- **The task**
Give back, unchanged, each line from the one containing "Where can the striped" through the last line of the entries below.

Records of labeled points
========================

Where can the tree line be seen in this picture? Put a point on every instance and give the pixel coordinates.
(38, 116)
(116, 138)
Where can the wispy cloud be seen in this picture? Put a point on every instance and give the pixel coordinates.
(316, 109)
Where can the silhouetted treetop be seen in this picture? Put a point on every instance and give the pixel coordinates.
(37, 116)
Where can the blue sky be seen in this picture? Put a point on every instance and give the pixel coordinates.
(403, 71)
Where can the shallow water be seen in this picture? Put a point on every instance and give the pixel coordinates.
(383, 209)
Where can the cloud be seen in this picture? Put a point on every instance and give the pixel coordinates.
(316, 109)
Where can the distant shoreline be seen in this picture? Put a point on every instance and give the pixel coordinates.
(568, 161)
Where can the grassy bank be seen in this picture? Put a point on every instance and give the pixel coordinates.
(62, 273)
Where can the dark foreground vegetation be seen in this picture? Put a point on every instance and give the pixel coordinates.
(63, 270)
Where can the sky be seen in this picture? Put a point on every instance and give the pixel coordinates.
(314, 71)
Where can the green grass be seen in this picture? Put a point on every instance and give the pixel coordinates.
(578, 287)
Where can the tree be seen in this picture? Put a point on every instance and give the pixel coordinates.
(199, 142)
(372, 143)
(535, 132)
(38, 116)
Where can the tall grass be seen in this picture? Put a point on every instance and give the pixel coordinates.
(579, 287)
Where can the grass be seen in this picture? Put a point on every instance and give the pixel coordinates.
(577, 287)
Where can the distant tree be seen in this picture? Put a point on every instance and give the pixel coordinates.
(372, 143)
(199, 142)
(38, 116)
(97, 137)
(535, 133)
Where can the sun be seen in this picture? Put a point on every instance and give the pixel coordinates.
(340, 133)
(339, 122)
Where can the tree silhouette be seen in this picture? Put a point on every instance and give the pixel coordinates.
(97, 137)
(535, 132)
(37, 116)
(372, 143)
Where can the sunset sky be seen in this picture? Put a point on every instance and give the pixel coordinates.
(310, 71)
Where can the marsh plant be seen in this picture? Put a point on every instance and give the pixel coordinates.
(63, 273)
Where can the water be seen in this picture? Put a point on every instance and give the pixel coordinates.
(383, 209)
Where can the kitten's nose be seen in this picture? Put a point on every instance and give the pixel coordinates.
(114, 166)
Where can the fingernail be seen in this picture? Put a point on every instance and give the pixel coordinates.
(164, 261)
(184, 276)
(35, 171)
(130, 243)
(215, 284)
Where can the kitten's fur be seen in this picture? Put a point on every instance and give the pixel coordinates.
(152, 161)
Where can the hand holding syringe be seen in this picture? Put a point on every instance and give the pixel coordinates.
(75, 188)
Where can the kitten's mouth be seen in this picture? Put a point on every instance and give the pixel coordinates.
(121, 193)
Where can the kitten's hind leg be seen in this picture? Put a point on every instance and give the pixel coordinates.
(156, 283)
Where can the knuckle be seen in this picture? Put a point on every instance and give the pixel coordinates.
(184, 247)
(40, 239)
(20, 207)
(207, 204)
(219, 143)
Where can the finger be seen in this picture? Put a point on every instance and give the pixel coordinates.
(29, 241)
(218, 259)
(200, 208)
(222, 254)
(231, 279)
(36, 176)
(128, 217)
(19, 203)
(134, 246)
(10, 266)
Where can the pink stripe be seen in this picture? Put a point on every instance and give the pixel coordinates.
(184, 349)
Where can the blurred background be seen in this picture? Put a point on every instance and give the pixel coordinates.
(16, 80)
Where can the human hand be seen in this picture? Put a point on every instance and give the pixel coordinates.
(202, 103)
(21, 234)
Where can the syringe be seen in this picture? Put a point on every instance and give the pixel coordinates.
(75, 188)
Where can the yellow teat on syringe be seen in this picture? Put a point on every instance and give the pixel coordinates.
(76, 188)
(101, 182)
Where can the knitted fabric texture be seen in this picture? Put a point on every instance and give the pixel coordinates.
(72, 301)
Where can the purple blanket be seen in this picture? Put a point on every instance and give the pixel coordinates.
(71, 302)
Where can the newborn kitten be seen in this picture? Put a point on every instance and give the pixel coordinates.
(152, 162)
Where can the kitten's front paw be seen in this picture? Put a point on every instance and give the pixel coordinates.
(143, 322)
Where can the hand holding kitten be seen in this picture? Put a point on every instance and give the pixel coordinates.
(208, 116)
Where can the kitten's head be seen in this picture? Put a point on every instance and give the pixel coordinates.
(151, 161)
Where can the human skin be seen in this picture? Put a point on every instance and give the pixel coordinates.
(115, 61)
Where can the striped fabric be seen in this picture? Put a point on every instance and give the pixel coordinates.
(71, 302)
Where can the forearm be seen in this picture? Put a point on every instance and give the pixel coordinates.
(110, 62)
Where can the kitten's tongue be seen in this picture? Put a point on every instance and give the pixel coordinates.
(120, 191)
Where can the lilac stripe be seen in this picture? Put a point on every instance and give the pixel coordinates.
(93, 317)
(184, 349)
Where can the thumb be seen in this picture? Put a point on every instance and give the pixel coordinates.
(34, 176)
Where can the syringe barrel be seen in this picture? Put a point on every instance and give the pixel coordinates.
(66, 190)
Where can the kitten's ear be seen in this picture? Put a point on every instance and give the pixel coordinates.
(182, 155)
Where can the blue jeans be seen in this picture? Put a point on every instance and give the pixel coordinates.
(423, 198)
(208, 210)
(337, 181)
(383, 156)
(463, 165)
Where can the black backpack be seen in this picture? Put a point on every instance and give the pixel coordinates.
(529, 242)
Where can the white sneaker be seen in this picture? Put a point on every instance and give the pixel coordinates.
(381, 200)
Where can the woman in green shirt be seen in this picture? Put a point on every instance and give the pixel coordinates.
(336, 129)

========================

- **Correct answer**
Where can the striped fabric be seen in this picture? Put a point on every instance and give the pixel coordinates.
(71, 302)
Where can the forearm be seen in this picture? Put a point on every instance and give the pixel coordinates.
(110, 62)
Where can the kitten's tongue be seen in this picture? Put a point on every instance and give the pixel coordinates.
(120, 191)
Where can the lilac stripe be seen in this picture? Put a point on every instance and give the pixel coordinates.
(93, 317)
(184, 349)
Where can the thumb be seen in this picture? Put a point on every instance and give the pixel coordinates.
(34, 176)
Where can the syringe barrel be seen in this picture? Put a point on every instance and give the pixel coordinates.
(66, 190)
Where can the kitten's ear be seen in this picture? Put a point on every instance and give the pixel coordinates.
(182, 155)
Where can the blue jeans be seen in this picture? Put a point on every instance and give the pixel coordinates.
(423, 198)
(208, 210)
(337, 181)
(383, 156)
(463, 165)
Where can the black backpack be seen in this picture? Put a point on every instance and give the pixel coordinates.
(529, 242)
Where can the white sneaker be seen in this picture? Put a point on every instance and give the pixel coordinates.
(381, 200)
Where can the woman in green shirt be seen in this picture? Put a point on every instance and give the pixel coordinates.
(336, 129)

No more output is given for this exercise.